Start of Input for this task

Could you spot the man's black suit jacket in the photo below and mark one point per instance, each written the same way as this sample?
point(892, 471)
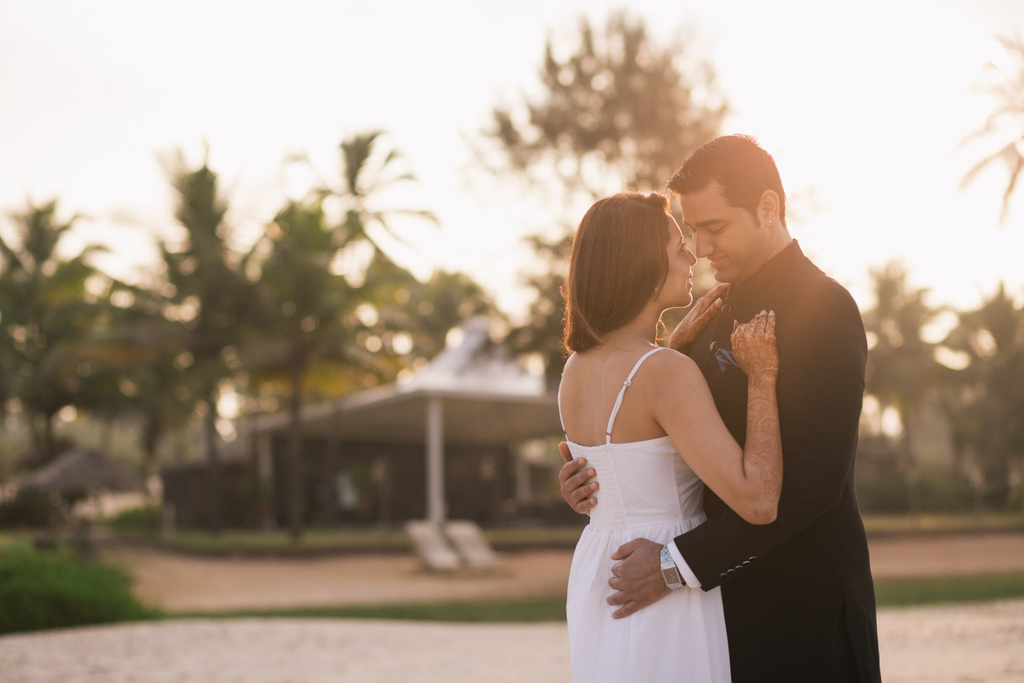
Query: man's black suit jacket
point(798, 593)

End of Input for this task
Start of Input for this task

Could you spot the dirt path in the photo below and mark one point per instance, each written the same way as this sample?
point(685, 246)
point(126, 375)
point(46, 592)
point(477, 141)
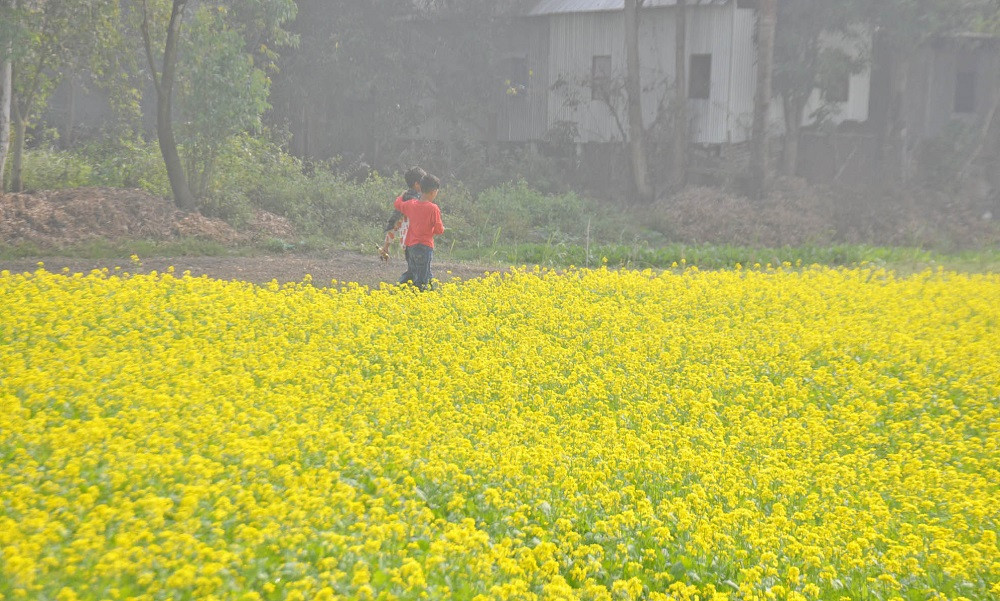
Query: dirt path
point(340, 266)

End of Input for this task
Start of Input for this task

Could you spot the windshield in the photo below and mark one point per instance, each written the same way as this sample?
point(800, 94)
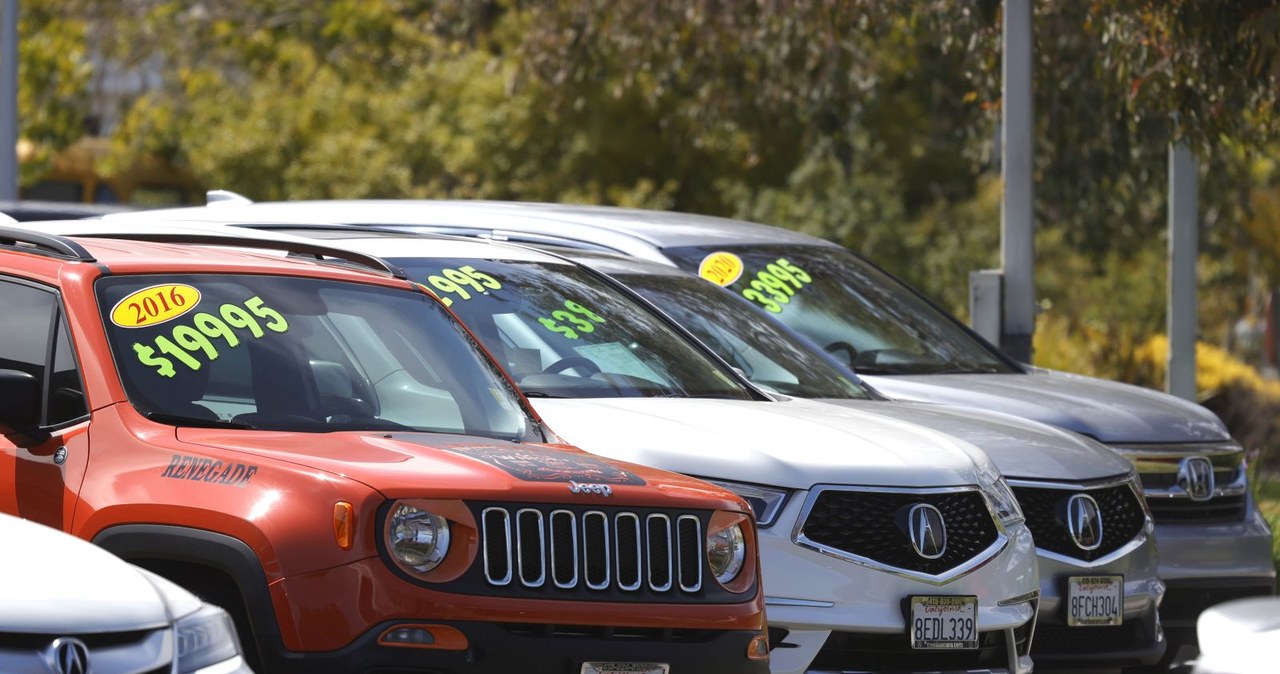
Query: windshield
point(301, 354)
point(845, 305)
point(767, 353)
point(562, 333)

End of Input for this task

Print everything from the line containing "Could you spot the man's" down to the line containing "point(798, 593)", both included, reproducing each line exactly and leaving out the picture.

**Problem solution**:
Could you spot the man's black suit jacket in the photo below and mark one point per instance, each written the same way as this sample?
point(892, 471)
Query: man's black suit jacket
point(798, 593)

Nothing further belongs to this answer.